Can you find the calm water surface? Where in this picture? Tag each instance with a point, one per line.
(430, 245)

* * *

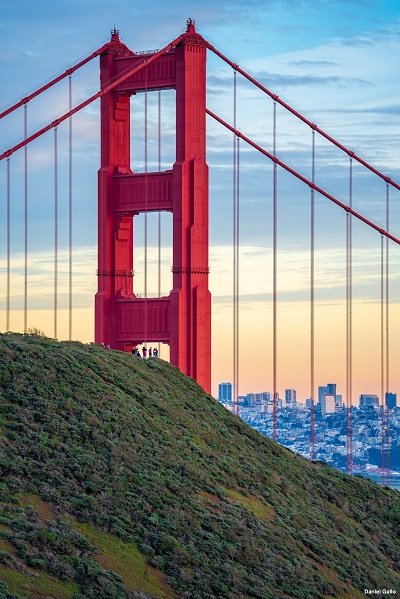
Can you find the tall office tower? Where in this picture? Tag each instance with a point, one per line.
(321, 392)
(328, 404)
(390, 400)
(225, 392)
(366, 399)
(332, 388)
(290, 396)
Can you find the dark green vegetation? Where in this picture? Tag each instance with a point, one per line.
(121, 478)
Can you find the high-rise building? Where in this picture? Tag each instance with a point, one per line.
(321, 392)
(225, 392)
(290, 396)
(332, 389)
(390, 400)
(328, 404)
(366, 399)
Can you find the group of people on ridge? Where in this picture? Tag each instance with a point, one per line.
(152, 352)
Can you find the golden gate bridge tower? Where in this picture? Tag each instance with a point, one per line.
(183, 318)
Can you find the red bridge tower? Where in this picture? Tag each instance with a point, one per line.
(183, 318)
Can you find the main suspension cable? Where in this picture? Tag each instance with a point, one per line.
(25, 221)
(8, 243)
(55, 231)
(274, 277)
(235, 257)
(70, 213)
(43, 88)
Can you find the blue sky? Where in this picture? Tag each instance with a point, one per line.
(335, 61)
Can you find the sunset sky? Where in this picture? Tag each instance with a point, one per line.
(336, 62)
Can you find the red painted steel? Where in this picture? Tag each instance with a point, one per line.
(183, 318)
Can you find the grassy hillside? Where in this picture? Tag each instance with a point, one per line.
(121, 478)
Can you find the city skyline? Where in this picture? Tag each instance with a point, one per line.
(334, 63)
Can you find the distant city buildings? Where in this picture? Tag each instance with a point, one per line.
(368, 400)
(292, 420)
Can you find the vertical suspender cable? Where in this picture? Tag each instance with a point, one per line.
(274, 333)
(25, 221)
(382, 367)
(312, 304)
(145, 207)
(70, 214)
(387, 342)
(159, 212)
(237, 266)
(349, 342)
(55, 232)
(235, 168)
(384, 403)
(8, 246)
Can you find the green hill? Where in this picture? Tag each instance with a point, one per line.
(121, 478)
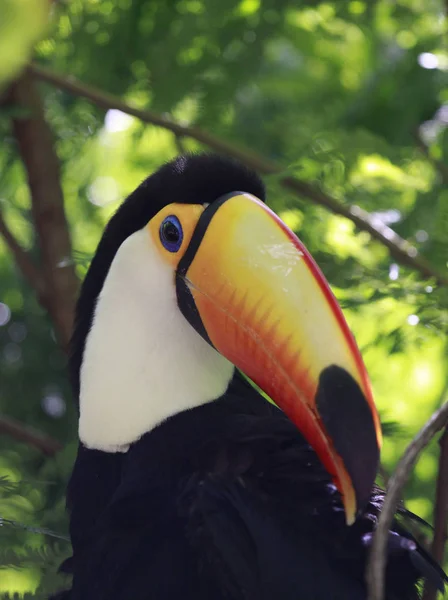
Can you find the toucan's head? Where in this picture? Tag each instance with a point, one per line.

* * *

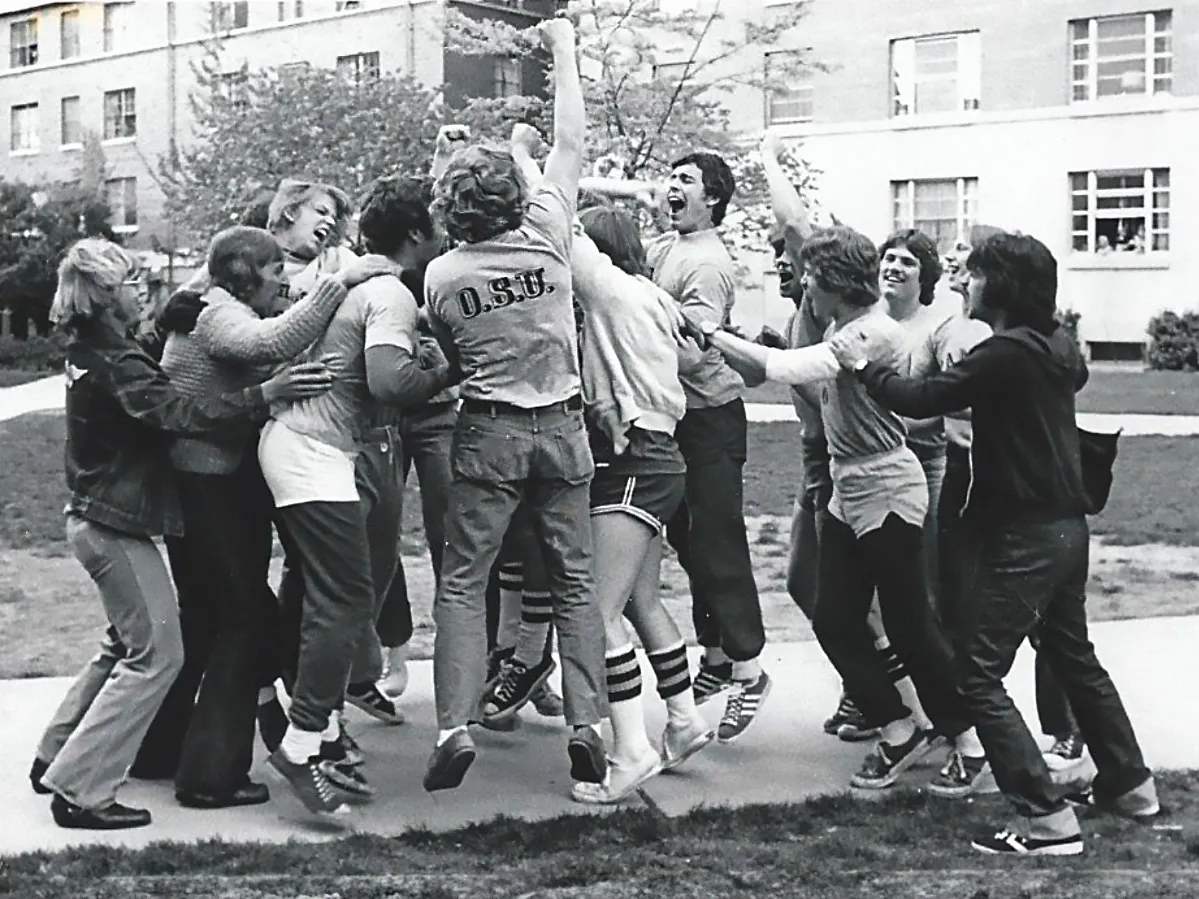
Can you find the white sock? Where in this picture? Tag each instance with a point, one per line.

◆ **EXERCISE PROMPT**: From the data above, pull out every line that contains the string "tower". The match is case-sensitive.

◆ **OUTPUT OF THE TASK**:
Can you find the tall office tower? Where in this picture? Tag each instance with a point, one per line.
Can you find the golden gate bridge tower? Where in this picture? Tag each instance with a point, one per line.
Can you find the red bridge tower? Where in this picture? Tag each instance with a point, one per line.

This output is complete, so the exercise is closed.